Stored records
........

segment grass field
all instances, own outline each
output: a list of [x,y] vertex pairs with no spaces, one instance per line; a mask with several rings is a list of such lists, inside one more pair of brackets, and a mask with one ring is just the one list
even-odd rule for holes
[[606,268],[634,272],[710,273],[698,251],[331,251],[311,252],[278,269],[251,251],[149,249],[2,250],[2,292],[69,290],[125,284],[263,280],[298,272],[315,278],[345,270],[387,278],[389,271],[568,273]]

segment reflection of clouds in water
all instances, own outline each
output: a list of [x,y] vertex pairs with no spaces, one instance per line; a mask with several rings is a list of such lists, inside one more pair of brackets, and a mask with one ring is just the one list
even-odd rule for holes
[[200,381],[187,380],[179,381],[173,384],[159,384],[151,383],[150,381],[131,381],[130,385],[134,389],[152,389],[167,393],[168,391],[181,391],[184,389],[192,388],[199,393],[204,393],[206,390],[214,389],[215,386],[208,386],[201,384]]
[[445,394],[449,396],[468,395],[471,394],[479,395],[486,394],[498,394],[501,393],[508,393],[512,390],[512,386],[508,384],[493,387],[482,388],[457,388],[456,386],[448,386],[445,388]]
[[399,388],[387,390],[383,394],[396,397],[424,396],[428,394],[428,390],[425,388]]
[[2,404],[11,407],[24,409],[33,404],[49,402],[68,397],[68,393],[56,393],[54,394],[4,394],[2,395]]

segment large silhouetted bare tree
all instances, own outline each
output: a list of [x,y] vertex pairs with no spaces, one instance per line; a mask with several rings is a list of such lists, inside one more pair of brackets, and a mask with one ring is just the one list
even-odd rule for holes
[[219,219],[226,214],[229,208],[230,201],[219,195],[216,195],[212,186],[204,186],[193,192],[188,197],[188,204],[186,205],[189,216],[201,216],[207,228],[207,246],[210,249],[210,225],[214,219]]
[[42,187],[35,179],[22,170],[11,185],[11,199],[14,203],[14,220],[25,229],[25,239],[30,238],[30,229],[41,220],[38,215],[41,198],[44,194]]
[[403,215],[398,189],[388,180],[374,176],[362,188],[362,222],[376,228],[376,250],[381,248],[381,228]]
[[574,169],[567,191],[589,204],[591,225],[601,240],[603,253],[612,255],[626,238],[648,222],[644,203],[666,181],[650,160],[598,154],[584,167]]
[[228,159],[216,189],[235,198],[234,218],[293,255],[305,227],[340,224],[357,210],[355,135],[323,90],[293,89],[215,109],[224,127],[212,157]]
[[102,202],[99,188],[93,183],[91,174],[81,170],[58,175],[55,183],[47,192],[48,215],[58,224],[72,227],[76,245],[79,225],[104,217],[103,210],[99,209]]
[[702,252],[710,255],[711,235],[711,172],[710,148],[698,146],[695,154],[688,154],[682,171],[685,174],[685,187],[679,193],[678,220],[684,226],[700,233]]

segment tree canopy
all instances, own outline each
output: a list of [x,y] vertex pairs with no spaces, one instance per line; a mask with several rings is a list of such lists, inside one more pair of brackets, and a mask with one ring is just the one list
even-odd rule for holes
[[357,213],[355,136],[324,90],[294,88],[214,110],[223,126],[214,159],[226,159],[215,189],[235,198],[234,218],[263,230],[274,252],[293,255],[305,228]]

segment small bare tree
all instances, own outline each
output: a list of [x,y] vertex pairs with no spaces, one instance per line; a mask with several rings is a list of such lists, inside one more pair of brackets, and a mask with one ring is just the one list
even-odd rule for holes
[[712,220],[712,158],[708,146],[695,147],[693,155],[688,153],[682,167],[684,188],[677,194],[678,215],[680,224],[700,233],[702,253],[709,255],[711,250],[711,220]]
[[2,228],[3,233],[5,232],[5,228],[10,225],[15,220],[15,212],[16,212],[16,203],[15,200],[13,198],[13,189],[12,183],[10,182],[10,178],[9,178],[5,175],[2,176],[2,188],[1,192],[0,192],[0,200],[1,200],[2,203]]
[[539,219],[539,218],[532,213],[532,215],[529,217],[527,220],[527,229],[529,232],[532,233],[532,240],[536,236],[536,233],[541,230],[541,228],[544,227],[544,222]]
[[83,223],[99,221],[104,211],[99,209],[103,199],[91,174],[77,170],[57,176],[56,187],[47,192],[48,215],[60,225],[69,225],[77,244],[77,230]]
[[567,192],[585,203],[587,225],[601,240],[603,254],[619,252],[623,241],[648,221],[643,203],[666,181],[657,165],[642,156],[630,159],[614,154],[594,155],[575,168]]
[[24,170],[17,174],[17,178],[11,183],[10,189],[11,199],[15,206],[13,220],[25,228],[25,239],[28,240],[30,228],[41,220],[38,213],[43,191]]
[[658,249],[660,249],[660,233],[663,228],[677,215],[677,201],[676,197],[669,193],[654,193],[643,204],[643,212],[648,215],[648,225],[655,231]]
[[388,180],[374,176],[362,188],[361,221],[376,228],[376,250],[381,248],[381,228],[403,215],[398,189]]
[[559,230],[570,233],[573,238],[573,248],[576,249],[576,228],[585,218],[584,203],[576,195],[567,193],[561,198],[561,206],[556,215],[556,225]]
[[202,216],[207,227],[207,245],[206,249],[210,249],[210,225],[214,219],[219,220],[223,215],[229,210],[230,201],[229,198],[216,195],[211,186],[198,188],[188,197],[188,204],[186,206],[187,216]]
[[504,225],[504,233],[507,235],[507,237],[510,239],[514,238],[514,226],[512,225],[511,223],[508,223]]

........

**Goal of the exercise**
Pick out every line in the items above that contains the string "bare" and copy each of those lines.

**Solution to this task**
segment large silhouetted bare tree
segment small bare tree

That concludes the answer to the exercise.